Would you set down every entry shown below, precisely as written?

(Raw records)
■ ■ ■ ■ ■

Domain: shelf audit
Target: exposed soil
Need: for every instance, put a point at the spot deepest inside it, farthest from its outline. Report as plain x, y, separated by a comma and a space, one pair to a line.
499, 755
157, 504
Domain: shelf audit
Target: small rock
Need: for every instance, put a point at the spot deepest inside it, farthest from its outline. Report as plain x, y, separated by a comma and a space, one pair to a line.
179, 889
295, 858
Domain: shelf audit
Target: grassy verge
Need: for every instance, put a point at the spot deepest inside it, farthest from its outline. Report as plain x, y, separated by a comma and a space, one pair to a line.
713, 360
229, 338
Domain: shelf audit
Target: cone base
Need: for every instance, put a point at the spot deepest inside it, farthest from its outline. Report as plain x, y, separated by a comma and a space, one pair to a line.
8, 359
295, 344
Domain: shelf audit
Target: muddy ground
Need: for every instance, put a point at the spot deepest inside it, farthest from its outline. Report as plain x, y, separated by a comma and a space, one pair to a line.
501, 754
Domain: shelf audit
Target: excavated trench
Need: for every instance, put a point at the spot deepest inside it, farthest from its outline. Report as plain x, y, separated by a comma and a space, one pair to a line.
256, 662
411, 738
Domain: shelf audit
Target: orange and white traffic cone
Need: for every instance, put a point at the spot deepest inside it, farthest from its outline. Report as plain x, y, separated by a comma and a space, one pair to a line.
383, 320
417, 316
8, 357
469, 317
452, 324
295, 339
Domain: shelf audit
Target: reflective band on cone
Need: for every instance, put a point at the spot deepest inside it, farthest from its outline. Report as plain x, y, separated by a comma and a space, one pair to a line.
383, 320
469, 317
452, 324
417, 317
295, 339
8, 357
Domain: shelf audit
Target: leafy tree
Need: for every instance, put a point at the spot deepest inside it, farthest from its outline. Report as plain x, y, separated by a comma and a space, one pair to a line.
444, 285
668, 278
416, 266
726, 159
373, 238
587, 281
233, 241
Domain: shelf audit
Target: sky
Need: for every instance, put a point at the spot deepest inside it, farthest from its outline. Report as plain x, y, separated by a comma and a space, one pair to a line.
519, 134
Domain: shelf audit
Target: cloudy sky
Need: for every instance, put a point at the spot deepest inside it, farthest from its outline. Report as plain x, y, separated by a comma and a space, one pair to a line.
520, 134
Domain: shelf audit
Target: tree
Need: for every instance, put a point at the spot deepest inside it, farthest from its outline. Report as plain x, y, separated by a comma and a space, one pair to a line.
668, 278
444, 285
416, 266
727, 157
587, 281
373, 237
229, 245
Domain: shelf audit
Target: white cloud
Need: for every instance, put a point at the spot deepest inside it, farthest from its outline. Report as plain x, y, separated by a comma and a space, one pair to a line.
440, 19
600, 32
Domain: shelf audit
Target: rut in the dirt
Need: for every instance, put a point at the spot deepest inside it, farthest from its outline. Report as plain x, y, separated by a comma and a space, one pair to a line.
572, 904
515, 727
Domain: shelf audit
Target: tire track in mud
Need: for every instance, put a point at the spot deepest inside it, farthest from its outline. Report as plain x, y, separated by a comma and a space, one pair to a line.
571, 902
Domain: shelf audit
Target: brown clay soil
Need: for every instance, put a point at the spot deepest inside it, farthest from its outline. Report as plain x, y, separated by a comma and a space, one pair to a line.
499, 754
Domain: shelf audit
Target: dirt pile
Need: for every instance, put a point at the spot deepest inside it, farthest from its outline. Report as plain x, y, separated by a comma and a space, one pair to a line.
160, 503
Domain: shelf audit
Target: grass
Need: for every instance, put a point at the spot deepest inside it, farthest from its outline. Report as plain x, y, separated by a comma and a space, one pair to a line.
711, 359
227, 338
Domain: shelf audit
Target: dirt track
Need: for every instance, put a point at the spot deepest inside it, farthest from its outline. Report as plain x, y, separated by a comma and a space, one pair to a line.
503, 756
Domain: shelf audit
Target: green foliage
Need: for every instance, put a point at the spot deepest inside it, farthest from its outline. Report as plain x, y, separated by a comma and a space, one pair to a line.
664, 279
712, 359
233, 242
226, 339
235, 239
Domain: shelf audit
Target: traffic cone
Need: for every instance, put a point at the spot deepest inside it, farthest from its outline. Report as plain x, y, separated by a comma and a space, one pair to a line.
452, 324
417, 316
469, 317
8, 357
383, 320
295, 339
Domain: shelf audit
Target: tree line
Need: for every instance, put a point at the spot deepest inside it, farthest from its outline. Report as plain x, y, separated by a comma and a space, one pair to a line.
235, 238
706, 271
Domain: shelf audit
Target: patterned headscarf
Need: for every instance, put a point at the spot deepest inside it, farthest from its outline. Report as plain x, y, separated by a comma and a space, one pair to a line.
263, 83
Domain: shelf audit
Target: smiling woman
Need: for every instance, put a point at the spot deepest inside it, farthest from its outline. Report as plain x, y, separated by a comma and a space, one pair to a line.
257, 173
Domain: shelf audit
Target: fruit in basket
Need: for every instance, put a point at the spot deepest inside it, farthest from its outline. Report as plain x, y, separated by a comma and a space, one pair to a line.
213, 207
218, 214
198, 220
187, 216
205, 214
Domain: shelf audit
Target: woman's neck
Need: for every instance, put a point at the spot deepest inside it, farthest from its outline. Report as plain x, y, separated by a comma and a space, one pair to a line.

■ ■ ■ ■ ■

- **Output**
Domain: shelf audit
Target: exposed soil
Need: for every instance, put a point at the spot deepest inside it, farthest from its outline. Report as plain x, y, separated by a comma and a space, one pair to a line.
499, 755
157, 504
Domain: shelf audit
Target: small rock
Need: for every instance, put a point at the spot deepest inside it, farthest from its outline. Report as plain x, y, separated by a comma and a space, one pair to a line.
179, 889
295, 858
Domain: shelf audit
Target: grassy verge
Need: for every instance, put a point at the spot deepest inside it, farthest from its outline. Report as plain x, y, separated by a comma and a space, one pair to a line.
713, 360
229, 338
Domain: shelf audit
Target: cone base
Need: for every instance, put a point at the spot deepest inside it, farthest from its outline. Report as plain x, y, separated by a comma and a space, one pair to a line.
8, 359
295, 344
Domain: shelf audit
Target: muddy ground
Need: for every instance, put a point at the spot deepest inside it, farthest from its outline. Report as plain x, y, separated by a comma and a space, one pair to a line.
501, 754
Domain: shelf audit
Target: excavated trench
Need: for every instance, put a point at the spot deepest inside it, farthest from its outline. Report as plain x, y, separated by a comma and a space, one pair to a line.
256, 662
411, 738
Domain: shelf audit
Target: orange and white traffic cone
Need: for every instance, put a point at the spot deepest inside it, farthest from its outline. Report as plain x, y, separated by a comma and a space, one pair to a line.
383, 320
417, 316
8, 357
469, 317
452, 324
295, 339
Domain: shelf audit
Target: reflective band on cone
Need: for every instance, put a point at the spot deepest inside it, farthest from its outline. Report as plain x, y, separated by a comma and a space, one pair to a line.
383, 320
469, 317
452, 324
417, 317
295, 339
8, 357
Domain: shelf audit
Target: leafy tree
Need: for every instance, put a point at the spot deepest inside it, farthest from its outline. Report as plain x, y, separated by a comma and a space, one pair to a line.
444, 285
668, 278
416, 266
726, 159
373, 238
587, 281
233, 241
Domain: shelf audit
Target: sky
Need: for every instance, put a point at the spot deepest inside it, farthest from its outline. Report as plain x, y, separated by a comma and a space, one pair to a line.
519, 134
Domain: shelf audit
Target: cloudy sky
Need: for every instance, put a point at the spot deepest inside it, farthest from its outline. Report as plain x, y, separated by a comma and a space, one pair to a line.
520, 134
Domain: shelf audit
Target: tree
Need: for every instance, put a point at the spot deepest inside it, farthest from its outline. Report as plain x, y, separated by a comma and a space, one pair to a line.
668, 278
444, 285
416, 266
727, 157
587, 281
373, 237
229, 245
Domain: shelf audit
Target: white cloud
Need: for every instance, put a point at the spot deepest inside it, farthest from its outline. Report as plain x, y, separated by a comma and a space, one pair to a line.
440, 19
600, 32
Domain: shelf audit
Target: rut in the dirt
Need: for every instance, put a point at the spot deepest inside it, farthest from its outline. Report as plain x, y, separated by a comma and a space, one pair to a line.
572, 904
515, 727
Domain: shelf audit
Target: tire track in mud
Need: for every instance, put a point at the spot deepest inside it, farthest from its outline. Report as plain x, y, separated by a comma and a space, one pair to a line.
571, 902
Domain: shelf audit
Target: brown clay soil
Need: for every instance, put a point at the spot deepest inside it, farthest from its outline. Report as plain x, y, separated by a comma and a space, one pair to a line.
499, 754
Domain: shelf audit
Target: dirt pile
Need: for every instance, put a point at the spot deepest inside it, farthest from its outline. Report as plain x, y, separated by a comma and a space, one pair to a line.
160, 503
Domain: shelf audit
Target: grass
Need: for every instance, put a point at the spot deepest inside it, farthest from its outline. Report as plain x, y, separated by a comma and a space, one pair to a line.
711, 359
227, 338
Domain: shelf audit
Target: dirt track
Need: for every instance, put a point at the spot deepest inside it, farthest from its outline. Report as plain x, y, separated by a comma and a space, one pair to a line.
503, 756
Domain: shelf audit
Target: green foliage
Need: for every instance, put a point at the spot deepest inside it, farthest from its outline. Report as plain x, y, separated by a comma and a space, one pair to a line.
664, 279
712, 359
233, 242
226, 339
235, 239
Domain: shelf audit
Target: traffic cone
Need: for every instance, put a point at the spot deepest inside it, farthest from its outline. Report as plain x, y, separated by a comma and a space, one pair to a line.
452, 324
417, 316
469, 317
8, 357
383, 320
295, 339
Domain: shelf audit
Target: tree line
Need: for every instance, put a point at the spot deepest inside it, farthest from its outline. Report as plain x, y, separated by a comma and a space, one pair to a line.
235, 238
706, 271
Domain: shelf audit
Target: patterned headscarf
Need: for every instance, put a point at the spot deepest inside it, farthest from its outline. Report as plain x, y, separated by a comma and a space, one pair to a line.
263, 83
Domain: shelf audit
Target: smiling woman
Need: for every instance, put a point at the spot deepest inside it, farthest from its outline. Report as plain x, y, separated by a comma and a space, one pair to a line.
257, 173
Domain: shelf audit
Target: fruit in basket
Need: for every instance, put a point at the spot deepest inside it, farthest from its outline. Report as plain x, y, separated by a comma and a space, one pair to a line.
213, 207
218, 214
198, 220
187, 216
205, 214
Domain: shelf audit
Target: woman's neck
Need: for every instance, put a point at the spot deepest inside it, farthest from its outline. Report as plain x, y, separated by a comma and a space, one pair to a line.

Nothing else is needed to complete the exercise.